> [Study questions]:
A) In the article on memory below, which animals do neuroscientists find infantile amnesia to be common to?
B) List the stages of life that the article on memory below says our memory system develops through as we grow.

> [Page extract]:
______________________________

Neuroscientists studying memory in animals (such as rats and monkeys) have discovered that it’s not just people who experience infantile amnesia. It seems to be common to animals whose brains, like ours, keep developing after they’re born.
Have you ever wondered why you can’t remember being a baby? Or why you can easily remember all the words to a song you learnt as a teenager—even if that was 20 (or more) years ago?
The answers to these questions may lie in the way our memory system develops as we grow from a baby to a teenager and into early adulthood. Our brain is not fully developed when we are born—it continues to grow and change during this important period of our lives.
And, as our brain develops, so does our memory. Let’s wander down memory lane and take a look.
Memory isn’t a video camera
Many of us think of our memory as being a bit like a recording device—a video camera, say. We imagine it faithfully recording events in detail which we can, at some later stage, retrieve by simply pressing the ‘play’ button.
But this video-camera idea of memories isn’t really accurate. That’s because memories aren’t just static recordings which are ‘there’ to be accessed. Rather, memories are dynamic—they’re always changing.

______________________________

> [Recorded information]:

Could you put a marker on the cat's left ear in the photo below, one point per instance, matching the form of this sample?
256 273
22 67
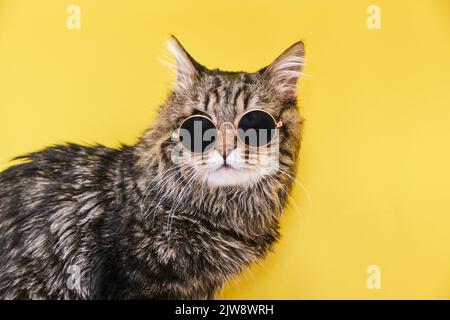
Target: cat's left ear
187 69
285 70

______________________________

> [Answers in order]:
A) It is common to animals whose brains, like ours, keep developing after they're born.

B) Baby, teenager, early adulthood